═════ Information supplied ═════

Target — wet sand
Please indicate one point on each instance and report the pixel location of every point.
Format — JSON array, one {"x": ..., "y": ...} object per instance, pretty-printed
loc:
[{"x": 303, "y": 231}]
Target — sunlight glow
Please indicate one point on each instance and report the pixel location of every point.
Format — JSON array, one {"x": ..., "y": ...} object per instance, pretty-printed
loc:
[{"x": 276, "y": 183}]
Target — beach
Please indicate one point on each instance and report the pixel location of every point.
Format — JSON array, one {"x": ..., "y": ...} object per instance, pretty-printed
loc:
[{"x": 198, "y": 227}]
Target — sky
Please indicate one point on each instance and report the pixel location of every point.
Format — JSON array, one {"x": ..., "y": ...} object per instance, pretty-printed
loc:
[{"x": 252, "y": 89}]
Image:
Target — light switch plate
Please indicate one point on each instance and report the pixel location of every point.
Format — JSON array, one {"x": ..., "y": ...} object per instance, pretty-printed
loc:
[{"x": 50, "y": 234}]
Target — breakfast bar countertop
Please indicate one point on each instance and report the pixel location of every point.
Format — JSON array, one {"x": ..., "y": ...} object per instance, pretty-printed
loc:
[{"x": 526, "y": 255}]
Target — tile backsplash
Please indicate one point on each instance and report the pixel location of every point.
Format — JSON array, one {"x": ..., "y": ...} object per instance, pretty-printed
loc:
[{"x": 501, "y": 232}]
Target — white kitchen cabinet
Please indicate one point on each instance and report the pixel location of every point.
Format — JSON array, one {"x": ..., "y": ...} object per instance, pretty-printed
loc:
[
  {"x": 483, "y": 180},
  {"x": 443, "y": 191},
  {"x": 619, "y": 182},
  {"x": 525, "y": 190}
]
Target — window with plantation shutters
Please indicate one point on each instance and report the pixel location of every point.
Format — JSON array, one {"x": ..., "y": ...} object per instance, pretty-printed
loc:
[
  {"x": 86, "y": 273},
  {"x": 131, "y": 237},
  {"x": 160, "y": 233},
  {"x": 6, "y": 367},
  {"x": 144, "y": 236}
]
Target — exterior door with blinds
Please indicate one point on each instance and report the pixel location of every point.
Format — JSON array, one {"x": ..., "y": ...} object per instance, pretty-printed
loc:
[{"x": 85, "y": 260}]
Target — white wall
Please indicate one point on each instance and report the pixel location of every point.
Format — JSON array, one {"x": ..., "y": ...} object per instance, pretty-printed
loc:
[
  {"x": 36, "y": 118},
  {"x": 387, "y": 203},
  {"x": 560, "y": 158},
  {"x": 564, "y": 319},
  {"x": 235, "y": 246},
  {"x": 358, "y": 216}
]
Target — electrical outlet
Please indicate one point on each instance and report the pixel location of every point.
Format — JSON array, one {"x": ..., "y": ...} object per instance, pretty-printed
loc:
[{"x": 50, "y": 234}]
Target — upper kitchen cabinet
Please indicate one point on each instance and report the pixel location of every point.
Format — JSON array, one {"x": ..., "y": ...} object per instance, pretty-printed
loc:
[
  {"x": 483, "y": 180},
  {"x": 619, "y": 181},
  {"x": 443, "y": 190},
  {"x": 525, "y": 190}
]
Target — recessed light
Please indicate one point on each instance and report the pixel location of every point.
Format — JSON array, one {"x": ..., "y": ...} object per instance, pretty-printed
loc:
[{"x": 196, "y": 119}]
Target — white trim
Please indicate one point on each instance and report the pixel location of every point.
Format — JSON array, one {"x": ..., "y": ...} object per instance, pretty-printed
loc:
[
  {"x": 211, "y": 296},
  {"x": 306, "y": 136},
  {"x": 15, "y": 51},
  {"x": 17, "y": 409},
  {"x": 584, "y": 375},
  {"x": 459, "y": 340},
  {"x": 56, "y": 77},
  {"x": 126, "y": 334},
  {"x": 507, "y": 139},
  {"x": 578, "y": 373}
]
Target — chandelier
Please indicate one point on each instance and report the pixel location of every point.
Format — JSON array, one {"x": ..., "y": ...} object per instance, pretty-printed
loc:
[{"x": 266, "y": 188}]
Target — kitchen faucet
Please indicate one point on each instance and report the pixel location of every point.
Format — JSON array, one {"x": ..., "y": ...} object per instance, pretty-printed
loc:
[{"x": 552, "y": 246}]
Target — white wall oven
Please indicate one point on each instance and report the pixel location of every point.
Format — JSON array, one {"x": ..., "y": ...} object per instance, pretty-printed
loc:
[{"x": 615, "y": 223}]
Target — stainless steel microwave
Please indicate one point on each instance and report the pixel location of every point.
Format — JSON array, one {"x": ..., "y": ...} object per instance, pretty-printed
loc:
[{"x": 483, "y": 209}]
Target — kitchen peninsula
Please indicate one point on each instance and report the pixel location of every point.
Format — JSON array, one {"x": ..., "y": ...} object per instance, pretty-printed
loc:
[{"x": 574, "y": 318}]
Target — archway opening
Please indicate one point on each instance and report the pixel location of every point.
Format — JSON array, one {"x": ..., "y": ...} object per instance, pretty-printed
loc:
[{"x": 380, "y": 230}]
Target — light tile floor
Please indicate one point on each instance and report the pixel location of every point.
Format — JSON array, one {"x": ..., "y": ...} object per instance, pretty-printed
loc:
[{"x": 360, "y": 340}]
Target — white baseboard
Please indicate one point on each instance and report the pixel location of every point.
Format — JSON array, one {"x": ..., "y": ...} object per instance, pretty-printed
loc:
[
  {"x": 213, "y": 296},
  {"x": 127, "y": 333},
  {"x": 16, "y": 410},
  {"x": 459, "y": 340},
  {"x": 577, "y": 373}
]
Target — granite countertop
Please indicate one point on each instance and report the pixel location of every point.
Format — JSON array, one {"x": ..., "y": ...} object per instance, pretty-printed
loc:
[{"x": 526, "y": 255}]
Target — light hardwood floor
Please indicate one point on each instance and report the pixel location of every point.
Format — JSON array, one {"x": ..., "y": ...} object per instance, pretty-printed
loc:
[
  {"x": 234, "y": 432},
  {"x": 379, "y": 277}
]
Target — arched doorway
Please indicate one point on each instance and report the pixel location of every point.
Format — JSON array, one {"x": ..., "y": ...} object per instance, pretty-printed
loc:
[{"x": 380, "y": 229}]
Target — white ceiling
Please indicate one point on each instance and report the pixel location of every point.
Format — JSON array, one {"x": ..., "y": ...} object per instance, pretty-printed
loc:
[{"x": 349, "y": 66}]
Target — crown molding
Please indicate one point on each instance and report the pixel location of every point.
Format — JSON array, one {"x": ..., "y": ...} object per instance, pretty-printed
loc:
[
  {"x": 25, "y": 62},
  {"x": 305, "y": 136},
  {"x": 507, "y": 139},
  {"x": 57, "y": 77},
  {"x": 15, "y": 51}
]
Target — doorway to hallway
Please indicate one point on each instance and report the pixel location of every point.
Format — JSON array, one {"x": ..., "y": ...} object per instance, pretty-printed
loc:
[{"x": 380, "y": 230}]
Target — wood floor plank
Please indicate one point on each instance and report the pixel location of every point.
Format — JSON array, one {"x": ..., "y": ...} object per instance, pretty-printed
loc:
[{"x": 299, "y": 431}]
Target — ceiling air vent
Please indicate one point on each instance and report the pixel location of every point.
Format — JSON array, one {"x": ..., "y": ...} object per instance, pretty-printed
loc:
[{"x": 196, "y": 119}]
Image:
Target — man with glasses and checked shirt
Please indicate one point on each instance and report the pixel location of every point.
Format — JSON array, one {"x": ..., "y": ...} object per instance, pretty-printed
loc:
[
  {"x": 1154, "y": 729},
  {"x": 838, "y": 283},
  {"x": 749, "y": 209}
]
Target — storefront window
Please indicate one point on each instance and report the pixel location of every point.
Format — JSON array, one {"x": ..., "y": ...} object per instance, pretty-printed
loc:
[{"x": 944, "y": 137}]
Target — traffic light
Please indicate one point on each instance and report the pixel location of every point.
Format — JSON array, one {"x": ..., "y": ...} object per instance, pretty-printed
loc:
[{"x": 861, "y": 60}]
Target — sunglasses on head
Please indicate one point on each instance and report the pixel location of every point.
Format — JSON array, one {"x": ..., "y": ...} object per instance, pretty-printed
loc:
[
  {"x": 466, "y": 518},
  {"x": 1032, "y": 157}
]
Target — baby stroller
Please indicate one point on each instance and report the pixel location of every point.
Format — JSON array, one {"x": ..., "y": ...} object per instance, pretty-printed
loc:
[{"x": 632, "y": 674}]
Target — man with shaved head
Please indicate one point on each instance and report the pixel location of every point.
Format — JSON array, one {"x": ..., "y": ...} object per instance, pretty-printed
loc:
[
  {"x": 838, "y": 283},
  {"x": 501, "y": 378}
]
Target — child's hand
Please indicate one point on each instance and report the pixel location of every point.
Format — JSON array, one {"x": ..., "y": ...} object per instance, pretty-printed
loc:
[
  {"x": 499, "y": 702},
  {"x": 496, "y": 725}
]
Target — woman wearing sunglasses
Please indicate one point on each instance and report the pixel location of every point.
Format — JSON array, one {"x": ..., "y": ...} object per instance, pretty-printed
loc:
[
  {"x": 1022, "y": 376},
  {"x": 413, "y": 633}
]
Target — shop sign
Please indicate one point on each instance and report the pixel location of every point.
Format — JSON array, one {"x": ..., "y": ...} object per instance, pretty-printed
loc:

═════

▶ [Problem]:
Return exactly, and only, the line containing "Target — baby stroller" and every line after it through the end of the material.

▶ [Final result]:
Target — baby stroller
Please indicate one point on each instance and report the pixel location of every point.
Format — JSON array, one {"x": ..., "y": ...} object per instance, pretty-printed
loc:
[{"x": 632, "y": 674}]
Target — man with shaved head
Please indicate one point on each instance and report the pixel location of every point.
Format — JSON array, one {"x": ..., "y": ...} object per instance, pretty-printed
loc:
[
  {"x": 838, "y": 283},
  {"x": 501, "y": 378}
]
Target — child's hand
Please indicate one point on each instance and report the pixel location of every point.
Format — JSON array, one {"x": ..., "y": ...} object per instance, pretty-printed
loc:
[
  {"x": 499, "y": 702},
  {"x": 496, "y": 725}
]
Target — woman wearing sunglasses
Please indicate one point on each instance and report the pixel location of every point.
Format — JSON array, one {"x": ..., "y": ...} object per instance, pretty-printed
loc:
[
  {"x": 1022, "y": 376},
  {"x": 413, "y": 633}
]
Target — shop sign
Please indicate one point on each instance and report the pixel location of every point.
Format — JSON array, one {"x": ..., "y": ...} object per instance, pretty-printed
loc:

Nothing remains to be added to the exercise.